*Problem statement*
Read the lines below and count those that have the word "child". Respond with the number only.

== Information given ==

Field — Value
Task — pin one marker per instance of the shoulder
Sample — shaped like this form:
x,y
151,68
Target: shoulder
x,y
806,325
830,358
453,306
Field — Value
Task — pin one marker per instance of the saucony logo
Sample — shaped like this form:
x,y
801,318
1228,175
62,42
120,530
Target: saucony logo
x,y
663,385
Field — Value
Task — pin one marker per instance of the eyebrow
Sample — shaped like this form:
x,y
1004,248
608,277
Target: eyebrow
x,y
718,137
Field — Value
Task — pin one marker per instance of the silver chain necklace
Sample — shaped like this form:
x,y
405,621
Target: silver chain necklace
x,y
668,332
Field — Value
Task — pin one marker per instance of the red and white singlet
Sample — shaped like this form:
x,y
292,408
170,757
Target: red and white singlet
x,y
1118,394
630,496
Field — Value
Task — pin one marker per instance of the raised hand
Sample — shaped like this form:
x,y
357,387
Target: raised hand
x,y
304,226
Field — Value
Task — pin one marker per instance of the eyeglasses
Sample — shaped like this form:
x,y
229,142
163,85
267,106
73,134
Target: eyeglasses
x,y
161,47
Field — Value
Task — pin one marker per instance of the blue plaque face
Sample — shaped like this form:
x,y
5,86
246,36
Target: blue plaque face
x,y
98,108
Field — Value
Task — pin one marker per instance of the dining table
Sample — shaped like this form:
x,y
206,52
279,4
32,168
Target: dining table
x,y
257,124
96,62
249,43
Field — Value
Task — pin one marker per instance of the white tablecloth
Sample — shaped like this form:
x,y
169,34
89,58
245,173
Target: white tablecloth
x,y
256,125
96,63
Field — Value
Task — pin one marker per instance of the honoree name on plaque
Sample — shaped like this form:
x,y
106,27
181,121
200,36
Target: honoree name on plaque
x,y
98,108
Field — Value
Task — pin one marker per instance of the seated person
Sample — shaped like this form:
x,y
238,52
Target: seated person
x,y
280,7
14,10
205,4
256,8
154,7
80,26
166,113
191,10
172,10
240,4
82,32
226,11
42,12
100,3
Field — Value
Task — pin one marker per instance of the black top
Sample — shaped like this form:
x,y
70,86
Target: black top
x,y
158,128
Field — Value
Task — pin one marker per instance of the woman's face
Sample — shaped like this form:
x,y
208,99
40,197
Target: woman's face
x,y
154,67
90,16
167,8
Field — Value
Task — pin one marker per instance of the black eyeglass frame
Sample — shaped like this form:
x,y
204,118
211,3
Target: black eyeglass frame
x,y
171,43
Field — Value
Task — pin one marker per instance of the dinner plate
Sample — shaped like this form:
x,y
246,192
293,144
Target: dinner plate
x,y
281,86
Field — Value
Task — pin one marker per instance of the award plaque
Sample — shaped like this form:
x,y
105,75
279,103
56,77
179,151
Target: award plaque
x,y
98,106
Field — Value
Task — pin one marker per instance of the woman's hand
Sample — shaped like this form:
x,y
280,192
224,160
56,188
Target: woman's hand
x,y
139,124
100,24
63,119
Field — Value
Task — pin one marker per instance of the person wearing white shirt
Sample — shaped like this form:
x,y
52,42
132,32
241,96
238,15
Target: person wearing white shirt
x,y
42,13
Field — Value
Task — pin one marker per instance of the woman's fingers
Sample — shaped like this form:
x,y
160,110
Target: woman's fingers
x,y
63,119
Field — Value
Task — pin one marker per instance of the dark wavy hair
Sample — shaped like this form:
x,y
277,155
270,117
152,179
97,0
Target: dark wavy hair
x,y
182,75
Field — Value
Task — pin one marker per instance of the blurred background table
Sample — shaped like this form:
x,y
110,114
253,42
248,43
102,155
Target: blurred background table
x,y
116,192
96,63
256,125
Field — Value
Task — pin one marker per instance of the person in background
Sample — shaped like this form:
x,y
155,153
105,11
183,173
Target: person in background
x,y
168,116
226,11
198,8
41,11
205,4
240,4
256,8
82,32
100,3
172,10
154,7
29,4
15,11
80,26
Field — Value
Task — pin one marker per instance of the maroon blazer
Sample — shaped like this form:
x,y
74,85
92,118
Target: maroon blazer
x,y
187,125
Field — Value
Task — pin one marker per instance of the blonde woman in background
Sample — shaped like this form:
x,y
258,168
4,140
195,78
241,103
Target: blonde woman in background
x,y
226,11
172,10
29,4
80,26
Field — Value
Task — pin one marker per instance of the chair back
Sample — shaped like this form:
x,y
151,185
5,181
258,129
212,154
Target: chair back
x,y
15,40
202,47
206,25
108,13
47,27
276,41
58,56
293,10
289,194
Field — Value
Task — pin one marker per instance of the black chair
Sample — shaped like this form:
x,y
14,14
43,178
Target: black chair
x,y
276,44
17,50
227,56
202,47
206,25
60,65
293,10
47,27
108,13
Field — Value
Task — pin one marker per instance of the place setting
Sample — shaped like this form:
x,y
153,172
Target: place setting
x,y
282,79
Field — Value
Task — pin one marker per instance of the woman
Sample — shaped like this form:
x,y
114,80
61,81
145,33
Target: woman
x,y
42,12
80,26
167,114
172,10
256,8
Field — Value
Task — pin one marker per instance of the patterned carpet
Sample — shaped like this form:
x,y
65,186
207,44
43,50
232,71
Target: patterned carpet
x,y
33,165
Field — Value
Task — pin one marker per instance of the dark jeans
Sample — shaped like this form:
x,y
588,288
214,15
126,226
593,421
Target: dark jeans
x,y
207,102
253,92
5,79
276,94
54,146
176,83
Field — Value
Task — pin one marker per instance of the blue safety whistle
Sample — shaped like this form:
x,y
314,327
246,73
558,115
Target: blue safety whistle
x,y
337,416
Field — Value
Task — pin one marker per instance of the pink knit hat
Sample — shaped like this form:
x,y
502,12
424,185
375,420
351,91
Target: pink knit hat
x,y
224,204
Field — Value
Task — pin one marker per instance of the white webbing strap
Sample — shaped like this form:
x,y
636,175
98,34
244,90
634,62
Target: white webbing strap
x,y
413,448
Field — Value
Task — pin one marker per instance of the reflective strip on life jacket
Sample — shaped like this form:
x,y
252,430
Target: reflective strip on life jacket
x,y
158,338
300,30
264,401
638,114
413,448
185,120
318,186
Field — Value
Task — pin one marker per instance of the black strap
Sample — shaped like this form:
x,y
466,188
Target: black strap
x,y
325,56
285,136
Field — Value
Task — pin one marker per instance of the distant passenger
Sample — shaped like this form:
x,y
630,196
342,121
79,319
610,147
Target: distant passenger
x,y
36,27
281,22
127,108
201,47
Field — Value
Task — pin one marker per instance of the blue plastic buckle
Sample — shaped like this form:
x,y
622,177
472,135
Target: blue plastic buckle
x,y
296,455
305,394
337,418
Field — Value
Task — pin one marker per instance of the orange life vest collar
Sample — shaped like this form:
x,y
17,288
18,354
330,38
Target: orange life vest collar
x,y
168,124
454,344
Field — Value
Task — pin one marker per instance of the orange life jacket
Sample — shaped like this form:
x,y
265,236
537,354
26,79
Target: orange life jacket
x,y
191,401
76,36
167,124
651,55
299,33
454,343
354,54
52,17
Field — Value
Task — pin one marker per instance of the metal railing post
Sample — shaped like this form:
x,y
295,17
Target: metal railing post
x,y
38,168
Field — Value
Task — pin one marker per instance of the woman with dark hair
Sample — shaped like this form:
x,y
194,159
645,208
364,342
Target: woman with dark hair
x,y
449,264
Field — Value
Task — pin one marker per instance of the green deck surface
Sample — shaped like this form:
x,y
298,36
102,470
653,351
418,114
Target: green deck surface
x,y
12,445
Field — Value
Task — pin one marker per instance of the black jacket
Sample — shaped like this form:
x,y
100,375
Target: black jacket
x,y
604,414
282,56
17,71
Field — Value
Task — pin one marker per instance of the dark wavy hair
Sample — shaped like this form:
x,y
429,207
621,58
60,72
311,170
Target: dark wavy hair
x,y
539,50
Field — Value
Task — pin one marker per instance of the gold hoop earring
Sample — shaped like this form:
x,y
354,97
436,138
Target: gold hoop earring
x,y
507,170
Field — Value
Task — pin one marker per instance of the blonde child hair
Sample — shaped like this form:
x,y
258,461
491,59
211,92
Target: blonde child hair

===

*Response to the exercise*
2